• Work to do
Render the lines below as a Markdown table with a Row column for the row number and a Line column for the line. Skip blank lines, and keep the pictures out of the table.

+--

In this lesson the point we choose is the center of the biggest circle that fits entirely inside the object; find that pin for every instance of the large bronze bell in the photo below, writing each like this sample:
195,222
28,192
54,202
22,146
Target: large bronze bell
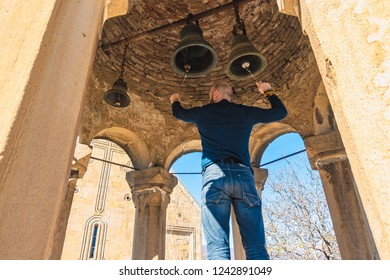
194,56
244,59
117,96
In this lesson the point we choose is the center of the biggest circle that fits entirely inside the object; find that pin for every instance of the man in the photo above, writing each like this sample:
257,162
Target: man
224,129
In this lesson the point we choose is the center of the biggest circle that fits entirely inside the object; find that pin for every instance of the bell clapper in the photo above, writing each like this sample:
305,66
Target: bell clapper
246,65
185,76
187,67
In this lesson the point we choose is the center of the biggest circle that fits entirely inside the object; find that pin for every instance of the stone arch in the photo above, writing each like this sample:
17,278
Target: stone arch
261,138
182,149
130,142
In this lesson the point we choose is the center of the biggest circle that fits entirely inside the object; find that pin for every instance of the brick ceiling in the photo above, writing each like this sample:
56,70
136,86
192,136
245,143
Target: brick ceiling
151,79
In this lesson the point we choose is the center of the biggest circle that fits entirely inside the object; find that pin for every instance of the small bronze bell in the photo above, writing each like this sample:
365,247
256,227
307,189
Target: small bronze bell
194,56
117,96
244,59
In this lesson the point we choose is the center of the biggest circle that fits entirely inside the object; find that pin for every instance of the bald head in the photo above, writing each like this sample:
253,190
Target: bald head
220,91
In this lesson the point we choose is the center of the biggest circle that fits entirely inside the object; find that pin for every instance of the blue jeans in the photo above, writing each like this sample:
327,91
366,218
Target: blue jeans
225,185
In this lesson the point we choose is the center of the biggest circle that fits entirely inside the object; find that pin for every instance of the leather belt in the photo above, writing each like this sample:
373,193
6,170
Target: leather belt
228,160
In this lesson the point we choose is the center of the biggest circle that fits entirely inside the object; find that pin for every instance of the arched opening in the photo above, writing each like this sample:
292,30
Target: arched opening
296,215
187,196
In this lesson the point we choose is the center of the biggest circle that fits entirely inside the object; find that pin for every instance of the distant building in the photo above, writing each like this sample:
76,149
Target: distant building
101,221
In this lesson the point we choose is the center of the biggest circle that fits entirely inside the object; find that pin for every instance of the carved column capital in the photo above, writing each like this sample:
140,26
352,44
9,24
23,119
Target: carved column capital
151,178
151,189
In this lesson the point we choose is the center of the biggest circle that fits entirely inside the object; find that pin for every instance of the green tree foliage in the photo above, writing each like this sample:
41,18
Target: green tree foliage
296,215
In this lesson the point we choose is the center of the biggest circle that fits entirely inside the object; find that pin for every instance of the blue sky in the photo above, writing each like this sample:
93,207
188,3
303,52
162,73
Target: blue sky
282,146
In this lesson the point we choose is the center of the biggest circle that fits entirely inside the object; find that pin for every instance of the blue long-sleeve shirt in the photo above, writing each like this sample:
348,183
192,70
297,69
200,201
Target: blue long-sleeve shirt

+--

• Written response
| Row | Line |
|---|---|
| 1 | In this lesson the point we choose is the center of the biggest circle that fits entirely inside the object; find that pin for every instance of the large bronze bell in the photo below, writing each like this sample: |
| 2 | 195,222 |
| 3 | 28,192 |
| 4 | 54,202 |
| 5 | 22,146 |
| 6 | Target: large bronze bell |
| 7 | 194,56 |
| 8 | 244,59 |
| 9 | 117,96 |
| 10 | In this lesson the point we choose is the center of the biggest circle that fits entirely inside the object; find that pin for every instance of the man in the photo above, writing each like this sample: |
| 11 | 257,162 |
| 12 | Target: man |
| 13 | 224,129 |
| 14 | In this lesson the point we choose is the center of the biggest circle that fits entirely inside the object; find that pin for every instance of the bell clapper in the photo above, writing each like this sample: |
| 15 | 305,66 |
| 16 | Target: bell clapper |
| 17 | 246,65 |
| 18 | 185,76 |
| 19 | 187,67 |
| 20 | In this lesson the point we choose is the center of the biggest circle that fits entirely inside the object; find that pin for every instance of the stone arch in the photo above, writing each like this sample: |
| 21 | 17,278 |
| 22 | Target: stone arch |
| 23 | 261,138 |
| 24 | 182,149 |
| 25 | 130,142 |
| 26 | In this lesson the point we choose is the center of the biggest circle that fits entirely inside the object; find that pin for every instance of the brick ceiling in the photo above, writing each like this sample: |
| 27 | 56,70 |
| 28 | 136,86 |
| 29 | 192,136 |
| 30 | 245,143 |
| 31 | Target: brick ceiling |
| 32 | 151,79 |
| 33 | In this lesson the point we choose is the center of the biggest circle that fits entirely inside the object; find that pin for every instance of the small bronze bell in the photo above, writing each like this sample: |
| 34 | 365,247 |
| 35 | 256,227 |
| 36 | 307,189 |
| 37 | Target: small bronze bell |
| 38 | 194,56 |
| 39 | 117,96 |
| 40 | 244,59 |
| 41 | In this lesson the point we choose is the center of the biggest circle that fits entirely inside the object; find that pin for every instance of the bald head in the photo above, writing each like this sample: |
| 42 | 253,190 |
| 43 | Target: bald head |
| 44 | 220,91 |
| 45 | In this lesson the point we choose is the center of the biggest circle that fits entirely inside the object; find that pin for every instance of the blue jeans in the photo above, writing each like this sample: |
| 46 | 327,91 |
| 47 | 366,218 |
| 48 | Target: blue jeans |
| 49 | 225,185 |
| 50 | In this lesson the point we choose is the center of the biggest circle that fits entirely inside the object; find that pin for every instance of the leather belt in the photo above, writing each like this sample: |
| 51 | 373,193 |
| 52 | 6,170 |
| 53 | Target: leather belt |
| 54 | 228,160 |
| 55 | In this lesson the point we choose is the center of the biggest circle that fits entirely inside the object; find that pin for every instance of the arched opening in the photo above, writing each like this sample: |
| 56 | 292,30 |
| 57 | Target: arched opening |
| 58 | 296,215 |
| 59 | 187,196 |
| 60 | In this lesson the point we choose is the center of the biggest circle that fits entirely inside the object; find that pin for every instance of the distant building in the photo above, writing each like this sample: |
| 61 | 76,149 |
| 62 | Target: distant building |
| 63 | 101,221 |
| 64 | In this lesson the point we choose is the center of the biggest circle that fits entirely inside the object; find that pin for every instance of the carved column capital in the photo above, writing each like this sample: |
| 65 | 140,26 |
| 66 | 352,44 |
| 67 | 9,24 |
| 68 | 23,119 |
| 69 | Target: carved column capital |
| 70 | 151,178 |
| 71 | 151,189 |
| 72 | In this lesson the point we choose is the center of the biggest circle that fits entirely inside the object; find that pin for every instance of the green tree foliage in the photo above, writing each like this sample: |
| 73 | 41,18 |
| 74 | Target: green tree foliage |
| 75 | 296,215 |
| 76 | In this lesson the point we choose is the center of the biggest circle that fits entirely inside the object; find that pin for every instance of the blue sky in the photo above, writing each like this sample: |
| 77 | 93,207 |
| 78 | 188,3 |
| 79 | 303,52 |
| 80 | 162,73 |
| 81 | Target: blue sky |
| 82 | 282,146 |
| 83 | In this lesson the point we choose is the center of the biggest circle that fits entirely inside the object; find that pin for every instance of the blue long-sleeve shirt in the photo above, writing each like this sample: |
| 84 | 348,183 |
| 85 | 192,70 |
| 86 | 297,69 |
| 87 | 200,201 |
| 88 | Target: blue long-sleeve shirt |